• _DATASET CONTENT_

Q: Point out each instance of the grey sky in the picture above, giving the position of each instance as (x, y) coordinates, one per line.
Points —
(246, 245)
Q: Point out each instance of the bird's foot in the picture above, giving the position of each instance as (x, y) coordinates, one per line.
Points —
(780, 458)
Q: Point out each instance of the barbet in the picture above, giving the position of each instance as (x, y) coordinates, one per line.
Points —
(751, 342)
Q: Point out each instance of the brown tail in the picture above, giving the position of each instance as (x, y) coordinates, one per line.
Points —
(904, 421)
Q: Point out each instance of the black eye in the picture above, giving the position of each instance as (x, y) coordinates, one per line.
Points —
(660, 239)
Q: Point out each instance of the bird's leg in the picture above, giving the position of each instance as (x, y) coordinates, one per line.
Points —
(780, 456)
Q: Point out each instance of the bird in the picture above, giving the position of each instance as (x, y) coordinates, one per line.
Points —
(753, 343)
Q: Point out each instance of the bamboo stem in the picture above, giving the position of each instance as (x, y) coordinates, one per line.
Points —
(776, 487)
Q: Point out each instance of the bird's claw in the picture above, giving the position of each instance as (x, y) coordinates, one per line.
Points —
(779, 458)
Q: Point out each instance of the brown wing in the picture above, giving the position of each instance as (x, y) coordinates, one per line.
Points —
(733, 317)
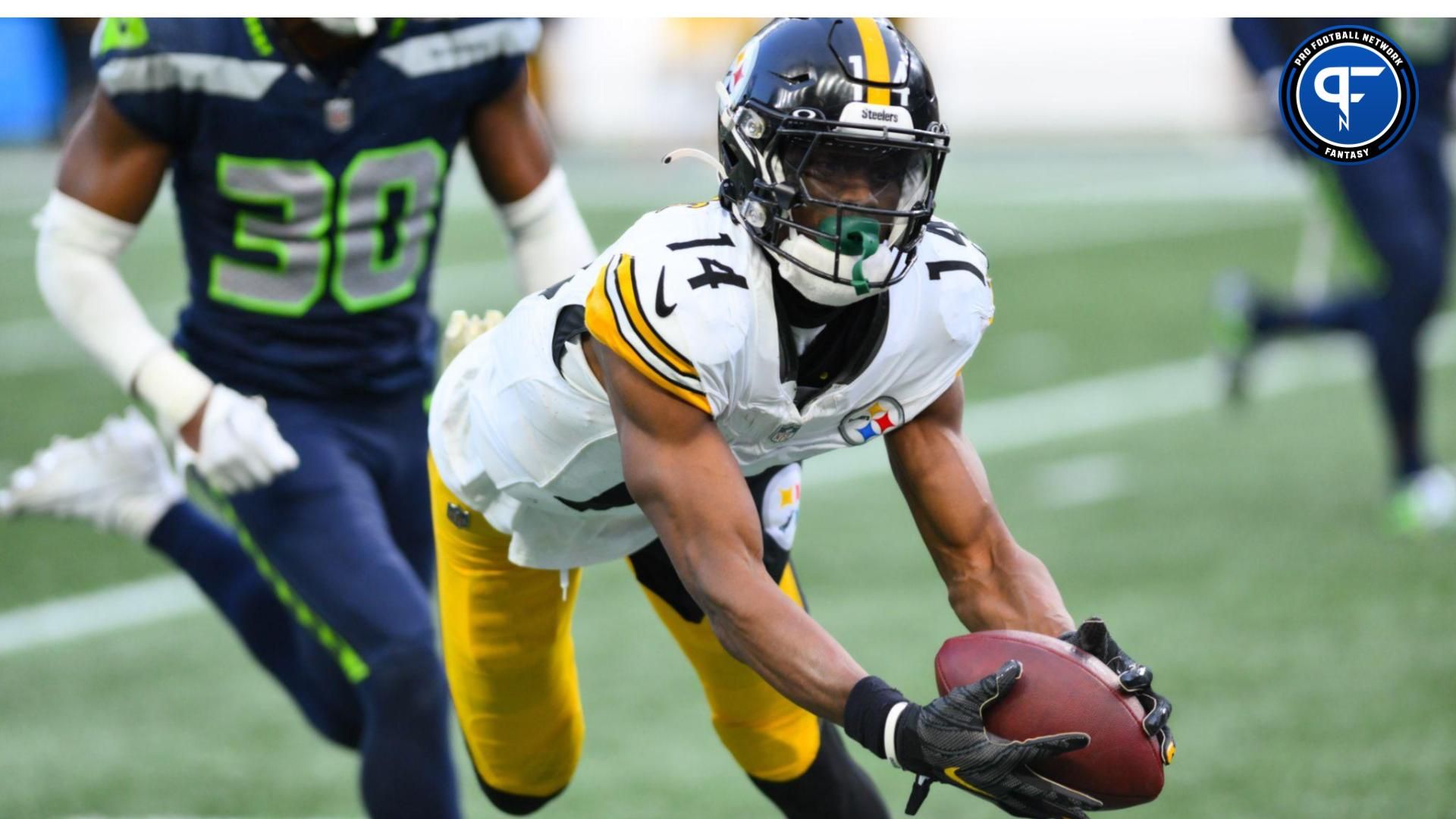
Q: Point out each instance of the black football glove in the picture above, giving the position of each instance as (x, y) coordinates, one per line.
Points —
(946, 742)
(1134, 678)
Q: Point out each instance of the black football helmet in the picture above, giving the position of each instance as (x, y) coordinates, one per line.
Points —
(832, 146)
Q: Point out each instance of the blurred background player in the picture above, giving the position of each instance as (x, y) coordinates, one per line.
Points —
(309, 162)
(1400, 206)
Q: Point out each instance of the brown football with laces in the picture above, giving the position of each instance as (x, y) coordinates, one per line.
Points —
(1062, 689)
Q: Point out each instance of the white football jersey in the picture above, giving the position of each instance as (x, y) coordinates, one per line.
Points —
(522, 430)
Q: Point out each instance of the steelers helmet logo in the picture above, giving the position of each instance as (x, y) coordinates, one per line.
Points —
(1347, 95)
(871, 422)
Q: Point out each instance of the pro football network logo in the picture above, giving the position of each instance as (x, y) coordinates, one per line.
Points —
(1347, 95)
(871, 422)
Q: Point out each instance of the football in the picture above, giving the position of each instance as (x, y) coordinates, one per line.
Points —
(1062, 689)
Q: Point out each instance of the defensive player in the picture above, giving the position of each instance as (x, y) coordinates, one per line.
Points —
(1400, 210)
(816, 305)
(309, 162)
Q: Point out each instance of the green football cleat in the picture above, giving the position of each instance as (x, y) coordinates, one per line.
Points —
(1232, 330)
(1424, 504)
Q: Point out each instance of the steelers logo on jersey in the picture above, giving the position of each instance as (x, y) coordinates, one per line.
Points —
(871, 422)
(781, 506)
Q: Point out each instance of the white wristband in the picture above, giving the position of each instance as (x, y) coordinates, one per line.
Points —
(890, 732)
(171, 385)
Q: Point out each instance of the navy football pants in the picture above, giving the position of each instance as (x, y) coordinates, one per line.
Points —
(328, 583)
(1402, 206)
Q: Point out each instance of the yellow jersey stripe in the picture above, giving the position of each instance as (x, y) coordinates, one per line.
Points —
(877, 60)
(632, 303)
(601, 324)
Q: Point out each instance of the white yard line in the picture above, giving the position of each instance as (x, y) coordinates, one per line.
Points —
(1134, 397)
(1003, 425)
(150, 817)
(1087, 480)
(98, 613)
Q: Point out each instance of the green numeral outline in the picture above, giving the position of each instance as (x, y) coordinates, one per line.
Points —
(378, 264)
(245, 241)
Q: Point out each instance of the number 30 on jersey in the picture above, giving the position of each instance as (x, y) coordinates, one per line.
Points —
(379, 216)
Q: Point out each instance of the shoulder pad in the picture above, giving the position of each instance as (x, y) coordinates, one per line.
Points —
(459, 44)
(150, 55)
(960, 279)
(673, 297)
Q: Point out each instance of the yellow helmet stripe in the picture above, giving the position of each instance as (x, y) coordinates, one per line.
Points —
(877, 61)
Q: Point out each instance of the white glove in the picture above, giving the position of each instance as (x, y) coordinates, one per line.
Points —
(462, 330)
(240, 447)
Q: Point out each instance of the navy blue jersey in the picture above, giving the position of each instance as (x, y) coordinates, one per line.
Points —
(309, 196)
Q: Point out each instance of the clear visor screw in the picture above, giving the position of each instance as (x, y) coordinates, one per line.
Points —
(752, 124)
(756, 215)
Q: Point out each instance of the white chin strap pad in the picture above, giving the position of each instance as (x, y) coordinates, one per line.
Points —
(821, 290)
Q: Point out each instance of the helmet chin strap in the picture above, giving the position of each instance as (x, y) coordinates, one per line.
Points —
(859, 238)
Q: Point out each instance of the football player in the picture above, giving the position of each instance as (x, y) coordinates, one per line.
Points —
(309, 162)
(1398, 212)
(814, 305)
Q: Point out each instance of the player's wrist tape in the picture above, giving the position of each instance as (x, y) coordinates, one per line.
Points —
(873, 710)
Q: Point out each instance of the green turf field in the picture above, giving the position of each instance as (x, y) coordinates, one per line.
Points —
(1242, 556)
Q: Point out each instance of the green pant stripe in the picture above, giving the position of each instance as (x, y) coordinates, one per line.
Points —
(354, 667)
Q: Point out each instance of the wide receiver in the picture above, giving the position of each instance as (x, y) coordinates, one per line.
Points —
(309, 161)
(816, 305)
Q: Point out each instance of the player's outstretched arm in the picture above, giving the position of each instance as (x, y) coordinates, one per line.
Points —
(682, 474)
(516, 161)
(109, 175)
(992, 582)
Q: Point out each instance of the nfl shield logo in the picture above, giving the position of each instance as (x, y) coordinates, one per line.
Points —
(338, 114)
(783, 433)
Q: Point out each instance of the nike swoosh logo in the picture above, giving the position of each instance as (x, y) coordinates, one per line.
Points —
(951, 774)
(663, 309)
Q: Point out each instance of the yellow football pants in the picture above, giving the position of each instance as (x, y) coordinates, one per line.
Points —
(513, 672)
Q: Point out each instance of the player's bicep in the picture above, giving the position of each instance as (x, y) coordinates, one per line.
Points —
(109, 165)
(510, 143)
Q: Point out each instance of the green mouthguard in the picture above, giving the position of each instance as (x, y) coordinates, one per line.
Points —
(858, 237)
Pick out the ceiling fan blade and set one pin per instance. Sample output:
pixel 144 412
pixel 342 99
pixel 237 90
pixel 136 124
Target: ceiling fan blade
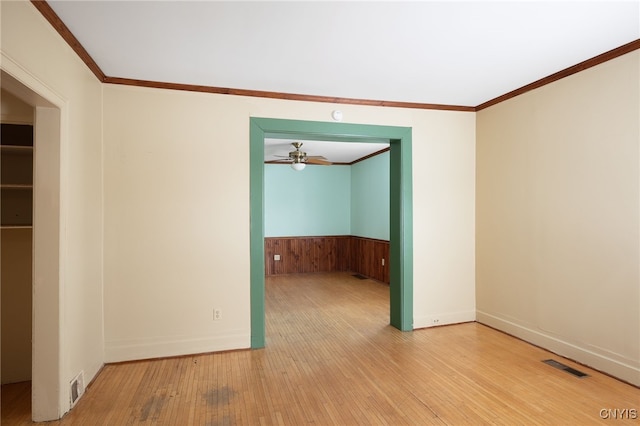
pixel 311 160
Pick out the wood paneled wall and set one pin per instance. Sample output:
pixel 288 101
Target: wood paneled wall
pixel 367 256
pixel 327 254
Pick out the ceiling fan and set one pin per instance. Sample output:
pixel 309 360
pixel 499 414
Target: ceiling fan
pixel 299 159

• _PROBLEM STATEMENT_
Show all lines above holding "navy".

• _TASK ANSWER_
Q: Point out each instance of the navy football pants in the picture above, giving the position of each instance as (x, y) coordinates, one per line.
Q: Point out each instance of the navy blue jersey in the picture above, giving the position of each instance as (x, y) coordinates, one per line.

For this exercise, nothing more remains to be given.